**Work to be completed:** Reproduce only the lines between the one holding "Task: indicate every instance of the white cloth" and the one holding "[(931, 735), (47, 54)]", inclusive, requests included. Multiply each point coordinate in the answers by 1.9 and round to whole numbers, halves up, but leave the numbers in the requests and their sample formats as they are.

**Dataset entries:**
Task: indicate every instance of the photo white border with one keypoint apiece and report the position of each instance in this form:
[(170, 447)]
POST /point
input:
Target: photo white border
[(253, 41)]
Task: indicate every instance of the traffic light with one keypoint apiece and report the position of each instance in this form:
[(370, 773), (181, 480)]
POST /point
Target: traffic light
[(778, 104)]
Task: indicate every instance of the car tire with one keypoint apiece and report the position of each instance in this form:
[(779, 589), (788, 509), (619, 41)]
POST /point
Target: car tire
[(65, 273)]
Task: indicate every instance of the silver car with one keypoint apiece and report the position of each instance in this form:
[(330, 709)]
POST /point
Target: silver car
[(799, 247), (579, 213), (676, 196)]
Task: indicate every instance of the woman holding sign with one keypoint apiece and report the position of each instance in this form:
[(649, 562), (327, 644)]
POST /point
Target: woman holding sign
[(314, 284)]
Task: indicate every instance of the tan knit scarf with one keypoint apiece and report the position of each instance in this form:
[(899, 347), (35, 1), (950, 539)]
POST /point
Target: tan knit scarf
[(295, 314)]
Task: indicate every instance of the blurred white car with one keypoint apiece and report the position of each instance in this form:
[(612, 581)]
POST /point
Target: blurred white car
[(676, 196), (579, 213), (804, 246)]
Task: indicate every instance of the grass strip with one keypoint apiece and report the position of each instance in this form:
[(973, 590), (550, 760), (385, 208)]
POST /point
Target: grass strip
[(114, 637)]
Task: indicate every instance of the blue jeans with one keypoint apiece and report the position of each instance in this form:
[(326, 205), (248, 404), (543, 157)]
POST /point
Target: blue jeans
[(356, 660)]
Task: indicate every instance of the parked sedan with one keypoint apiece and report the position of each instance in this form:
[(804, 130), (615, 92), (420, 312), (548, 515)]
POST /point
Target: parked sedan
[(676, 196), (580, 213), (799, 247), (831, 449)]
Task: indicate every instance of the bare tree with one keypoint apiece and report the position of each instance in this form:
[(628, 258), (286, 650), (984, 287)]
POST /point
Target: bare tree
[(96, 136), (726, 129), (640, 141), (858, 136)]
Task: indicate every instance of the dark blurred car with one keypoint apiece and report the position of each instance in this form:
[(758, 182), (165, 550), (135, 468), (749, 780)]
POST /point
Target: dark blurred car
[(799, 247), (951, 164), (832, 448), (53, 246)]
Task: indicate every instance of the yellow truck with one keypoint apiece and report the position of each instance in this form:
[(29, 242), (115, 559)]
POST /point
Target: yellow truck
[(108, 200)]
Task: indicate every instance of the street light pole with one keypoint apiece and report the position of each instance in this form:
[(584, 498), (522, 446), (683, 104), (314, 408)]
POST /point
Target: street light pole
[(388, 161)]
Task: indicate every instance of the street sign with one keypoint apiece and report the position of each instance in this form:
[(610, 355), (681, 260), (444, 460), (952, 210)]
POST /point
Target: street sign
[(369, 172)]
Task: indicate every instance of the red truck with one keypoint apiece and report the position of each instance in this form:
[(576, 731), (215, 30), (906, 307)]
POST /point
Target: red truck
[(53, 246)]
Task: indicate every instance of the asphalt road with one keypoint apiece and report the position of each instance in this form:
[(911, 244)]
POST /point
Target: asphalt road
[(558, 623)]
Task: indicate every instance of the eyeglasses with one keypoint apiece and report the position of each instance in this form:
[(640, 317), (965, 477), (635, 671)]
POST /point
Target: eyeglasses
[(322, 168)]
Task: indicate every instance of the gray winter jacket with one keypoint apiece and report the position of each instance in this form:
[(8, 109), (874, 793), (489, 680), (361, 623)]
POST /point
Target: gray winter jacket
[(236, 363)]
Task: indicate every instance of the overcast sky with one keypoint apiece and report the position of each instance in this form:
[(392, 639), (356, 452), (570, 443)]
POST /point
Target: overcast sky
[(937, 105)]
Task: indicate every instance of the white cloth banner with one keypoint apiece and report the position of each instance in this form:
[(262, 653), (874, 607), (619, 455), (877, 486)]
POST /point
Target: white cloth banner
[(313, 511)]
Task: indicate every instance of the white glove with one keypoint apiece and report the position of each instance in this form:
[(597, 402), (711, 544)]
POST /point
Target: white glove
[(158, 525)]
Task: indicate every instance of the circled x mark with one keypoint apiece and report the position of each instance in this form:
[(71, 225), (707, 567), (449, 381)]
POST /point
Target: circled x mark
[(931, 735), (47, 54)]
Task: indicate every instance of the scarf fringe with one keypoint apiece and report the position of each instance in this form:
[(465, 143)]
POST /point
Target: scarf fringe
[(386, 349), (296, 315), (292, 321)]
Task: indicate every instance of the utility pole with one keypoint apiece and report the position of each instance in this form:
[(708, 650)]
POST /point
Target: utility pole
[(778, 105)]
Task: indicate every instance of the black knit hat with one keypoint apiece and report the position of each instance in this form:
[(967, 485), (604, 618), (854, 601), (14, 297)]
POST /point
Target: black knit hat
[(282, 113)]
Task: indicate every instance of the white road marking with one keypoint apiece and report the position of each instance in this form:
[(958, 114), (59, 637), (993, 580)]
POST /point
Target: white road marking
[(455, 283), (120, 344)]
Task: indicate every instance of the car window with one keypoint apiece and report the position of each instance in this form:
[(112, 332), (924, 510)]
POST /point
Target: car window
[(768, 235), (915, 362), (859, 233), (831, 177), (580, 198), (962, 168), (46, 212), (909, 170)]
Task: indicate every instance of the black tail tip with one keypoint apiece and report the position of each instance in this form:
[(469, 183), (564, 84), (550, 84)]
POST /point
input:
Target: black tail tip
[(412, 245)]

**Output for this task:**
Task: indicate every instance of the white cloth banner with one keypoint apiece and report the position of each instance in this form:
[(262, 653), (874, 607), (619, 455), (877, 486)]
POST /point
Target: white cloth banner
[(595, 971)]
Task: indicate every instance of the white glove with one keypoint apiece and report the position of each instance in this form:
[(597, 402), (711, 544)]
POST /point
Target: white glove
[(300, 998)]
Task: indicate every instance of the circled x mark with one keypoint apiece and report the position of each instance in this form:
[(71, 225), (707, 567), (449, 381)]
POST /point
Target: circled x mark
[(1769, 1397), (89, 103)]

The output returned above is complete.